§ Problem 1: According to the passage on Malaysia's honorary police commissioner-in-chief, on what date was the office officially created?
§ Problem 2: From the passage on Malaysia's honorary police commissioner-in-chief, extract the text from "It was created" up to and including "on that day.".
§ Problem 3: Extend the passage on Malaysia's honorary police commissioner-in-chief, continuing from its final sentence.

++++ Document segment ++++

Highest Commissioner in Malaysia

The honorary commissioner-in-chief (Pesuruhjaya Yang Dipertua Kehormat, Jawi: ڤسوروهجاي يڠ دڤرتوا کحرمت) of the Royal Malaysia Police, is the highest-ranking and ceremonial office in the command structure of the Malaysian police. This office is held by the Yang di-Pertuan Agong (king of Malaysia) as provided by Section 6A of the Police Act 1967.

It was created with the intention to reflect the king’s role in the ceremonial affairs of the police force and recognizes his position as the supreme head of the nation under Article 32 of the Federal Constitution. The proposal to create such a position for the king was approved in the 265th meeting of the Conference of Rulers held on 21 and 22 February 2024, and the related legislative amendment bill was passed by the Dewan Rakyat on 21 March 2024 and Dewan Negara on 1 April 2024. The office was officially created on 10 May 2024 when the Police (Amendment) Act 2024, which inserted the new Section 6A into the Police Act 1967, came into operation on that day.

++++ Data section ++++

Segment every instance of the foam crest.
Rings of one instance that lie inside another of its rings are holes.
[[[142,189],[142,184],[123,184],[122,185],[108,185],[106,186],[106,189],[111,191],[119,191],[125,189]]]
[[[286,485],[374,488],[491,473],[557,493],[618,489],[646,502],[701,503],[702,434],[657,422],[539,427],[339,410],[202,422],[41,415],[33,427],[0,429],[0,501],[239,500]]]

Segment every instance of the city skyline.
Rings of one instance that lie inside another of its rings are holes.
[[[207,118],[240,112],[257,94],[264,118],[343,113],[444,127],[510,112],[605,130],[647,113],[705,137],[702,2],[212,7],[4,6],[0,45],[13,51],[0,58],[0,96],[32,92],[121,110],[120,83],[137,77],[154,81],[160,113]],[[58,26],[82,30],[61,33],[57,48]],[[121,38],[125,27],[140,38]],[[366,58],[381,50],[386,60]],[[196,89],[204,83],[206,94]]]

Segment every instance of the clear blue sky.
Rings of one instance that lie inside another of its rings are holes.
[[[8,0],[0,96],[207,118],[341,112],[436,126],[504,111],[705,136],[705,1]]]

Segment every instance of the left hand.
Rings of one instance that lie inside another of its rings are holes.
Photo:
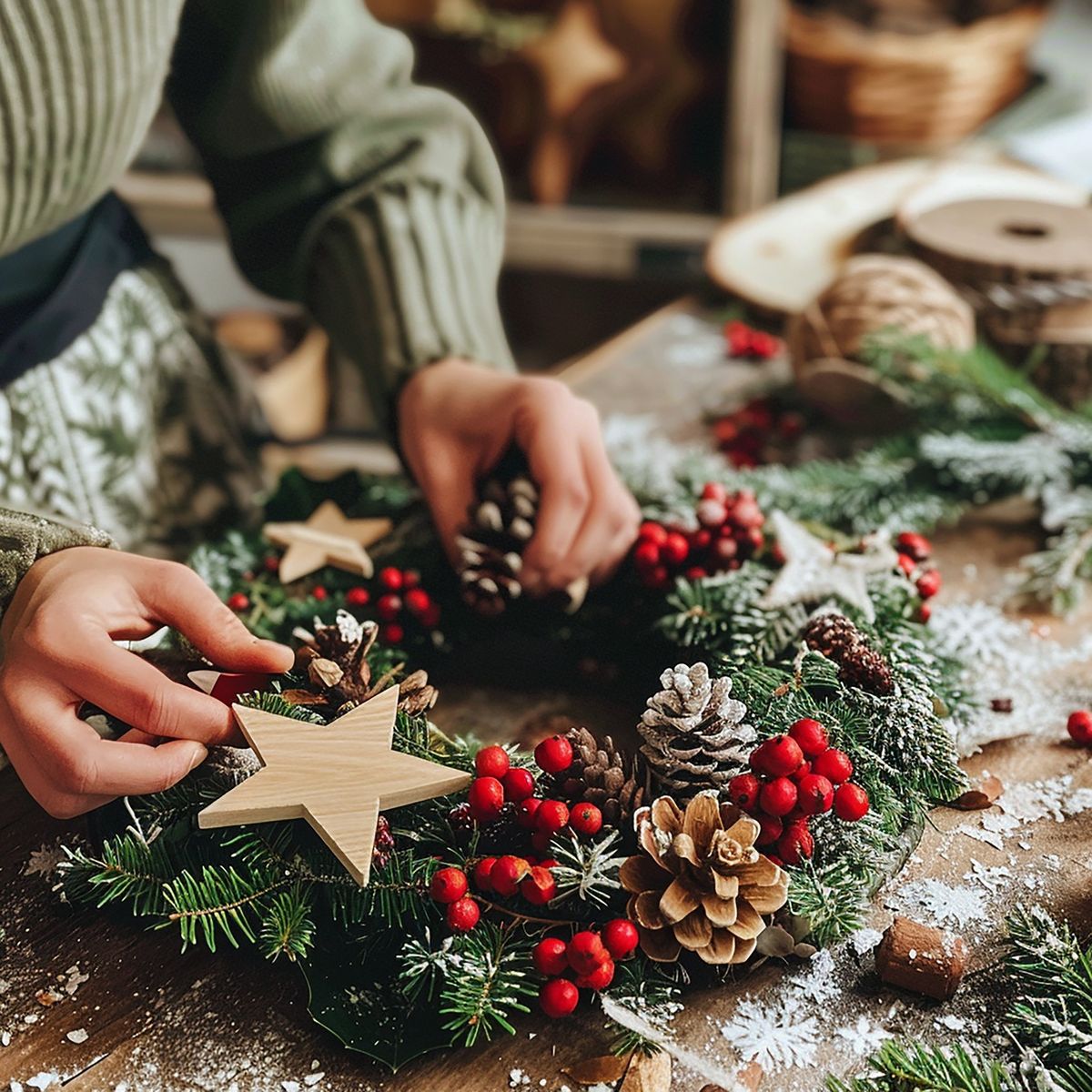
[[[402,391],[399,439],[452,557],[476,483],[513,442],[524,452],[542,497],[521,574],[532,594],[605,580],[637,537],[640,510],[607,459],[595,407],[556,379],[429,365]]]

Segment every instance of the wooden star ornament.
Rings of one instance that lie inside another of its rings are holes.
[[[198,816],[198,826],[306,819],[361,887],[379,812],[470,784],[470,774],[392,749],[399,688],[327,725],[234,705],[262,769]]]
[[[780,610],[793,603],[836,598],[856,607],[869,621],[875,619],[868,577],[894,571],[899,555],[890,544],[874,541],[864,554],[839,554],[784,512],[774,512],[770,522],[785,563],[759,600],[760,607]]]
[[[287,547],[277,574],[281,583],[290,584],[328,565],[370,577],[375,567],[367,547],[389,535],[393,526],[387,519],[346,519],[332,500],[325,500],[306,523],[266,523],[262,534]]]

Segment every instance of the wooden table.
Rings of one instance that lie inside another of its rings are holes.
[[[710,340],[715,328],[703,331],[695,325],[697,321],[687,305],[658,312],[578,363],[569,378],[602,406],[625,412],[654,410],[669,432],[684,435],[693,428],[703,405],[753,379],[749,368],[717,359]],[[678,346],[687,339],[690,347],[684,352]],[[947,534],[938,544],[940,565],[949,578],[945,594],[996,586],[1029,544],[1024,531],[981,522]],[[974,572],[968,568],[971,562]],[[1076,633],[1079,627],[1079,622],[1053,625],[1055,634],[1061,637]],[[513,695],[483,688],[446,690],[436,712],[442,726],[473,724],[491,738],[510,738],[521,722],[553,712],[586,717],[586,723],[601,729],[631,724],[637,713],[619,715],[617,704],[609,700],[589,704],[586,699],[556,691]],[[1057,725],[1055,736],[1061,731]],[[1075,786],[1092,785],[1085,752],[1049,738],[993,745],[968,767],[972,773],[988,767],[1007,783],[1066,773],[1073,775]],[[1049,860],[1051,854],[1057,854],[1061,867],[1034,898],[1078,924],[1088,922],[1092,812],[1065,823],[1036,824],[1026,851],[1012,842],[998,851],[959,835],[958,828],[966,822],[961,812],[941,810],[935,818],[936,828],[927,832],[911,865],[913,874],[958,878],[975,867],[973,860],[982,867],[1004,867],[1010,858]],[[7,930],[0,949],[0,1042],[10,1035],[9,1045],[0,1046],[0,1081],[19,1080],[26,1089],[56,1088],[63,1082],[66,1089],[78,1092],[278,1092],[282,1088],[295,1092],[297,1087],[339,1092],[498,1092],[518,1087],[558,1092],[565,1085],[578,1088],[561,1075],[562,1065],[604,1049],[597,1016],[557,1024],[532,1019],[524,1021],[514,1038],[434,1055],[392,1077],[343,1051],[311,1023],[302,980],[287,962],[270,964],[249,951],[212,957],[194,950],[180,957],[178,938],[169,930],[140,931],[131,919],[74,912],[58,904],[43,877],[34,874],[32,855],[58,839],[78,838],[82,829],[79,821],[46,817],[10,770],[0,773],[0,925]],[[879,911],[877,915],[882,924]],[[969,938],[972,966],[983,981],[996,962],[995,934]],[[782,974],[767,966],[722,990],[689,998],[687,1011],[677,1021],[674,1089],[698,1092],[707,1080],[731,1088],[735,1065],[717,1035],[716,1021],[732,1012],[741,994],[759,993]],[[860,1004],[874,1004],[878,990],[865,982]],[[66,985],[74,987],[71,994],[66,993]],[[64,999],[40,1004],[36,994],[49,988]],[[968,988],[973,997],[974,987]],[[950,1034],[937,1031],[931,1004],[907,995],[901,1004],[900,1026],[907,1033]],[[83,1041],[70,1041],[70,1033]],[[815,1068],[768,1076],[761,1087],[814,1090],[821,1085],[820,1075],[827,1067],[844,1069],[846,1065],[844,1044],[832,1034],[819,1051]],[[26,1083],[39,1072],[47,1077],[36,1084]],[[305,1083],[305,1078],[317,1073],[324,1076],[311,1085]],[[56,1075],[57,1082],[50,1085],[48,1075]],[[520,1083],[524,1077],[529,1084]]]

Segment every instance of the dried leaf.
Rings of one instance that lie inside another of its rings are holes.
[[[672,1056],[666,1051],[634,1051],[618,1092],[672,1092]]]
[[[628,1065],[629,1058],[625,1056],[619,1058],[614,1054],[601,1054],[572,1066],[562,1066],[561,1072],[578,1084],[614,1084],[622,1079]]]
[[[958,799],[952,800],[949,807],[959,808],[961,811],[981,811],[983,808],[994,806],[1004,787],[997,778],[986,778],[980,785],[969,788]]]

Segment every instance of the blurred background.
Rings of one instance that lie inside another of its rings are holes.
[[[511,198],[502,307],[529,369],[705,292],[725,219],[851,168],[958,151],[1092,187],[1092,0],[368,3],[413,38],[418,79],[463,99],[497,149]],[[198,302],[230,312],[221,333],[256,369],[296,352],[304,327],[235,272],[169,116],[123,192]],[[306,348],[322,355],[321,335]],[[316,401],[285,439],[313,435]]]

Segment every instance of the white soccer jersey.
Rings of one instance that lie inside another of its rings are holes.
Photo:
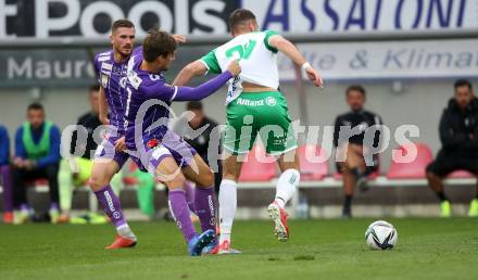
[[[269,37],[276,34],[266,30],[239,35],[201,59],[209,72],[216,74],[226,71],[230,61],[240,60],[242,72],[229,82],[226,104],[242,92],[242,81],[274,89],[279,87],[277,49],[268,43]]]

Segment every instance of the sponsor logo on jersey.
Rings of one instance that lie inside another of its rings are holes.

++++

§ Exercise answer 1: 10 May 2024.

§ Exercise answer 2:
It was created with the intention to reflect the king’s role in the ceremonial affairs of the police force and recognizes his position as the supreme head of the nation under Article 32 of the Federal Constitution. The proposal to create such a position for the king was approved in the 265th meeting of the Conference of Rulers held on 21 and 22 February 2024, and the related legislative amendment bill was passed by the Dewan Rakyat on 21 March 2024 and Dewan Negara on 1 April 2024. The office was officially created on 10 May 2024 when the Police (Amendment) Act 2024, which inserted the new Section 6A into the Police Act 1967, came into operation on that day.

§ Exercise answer 3:
==Function and responsibility==

Although the Police (Amendment) Act 2024 did not further elaborate or demarcate the powers and duties of this newly created position, therefore it is presumed to be a largely ceremonial position. During the debate on Police (Amendment) Bill 2024 in Dewan Rakyat, Deputy Home Minister Shamsul Anuar Nasarah said that the amendment does not grant the King any operational control over the police force, as the power of command and control of the police force remains with the inspector-general of police (IGP), as stipulated in Section 4 of the Police Act 1967.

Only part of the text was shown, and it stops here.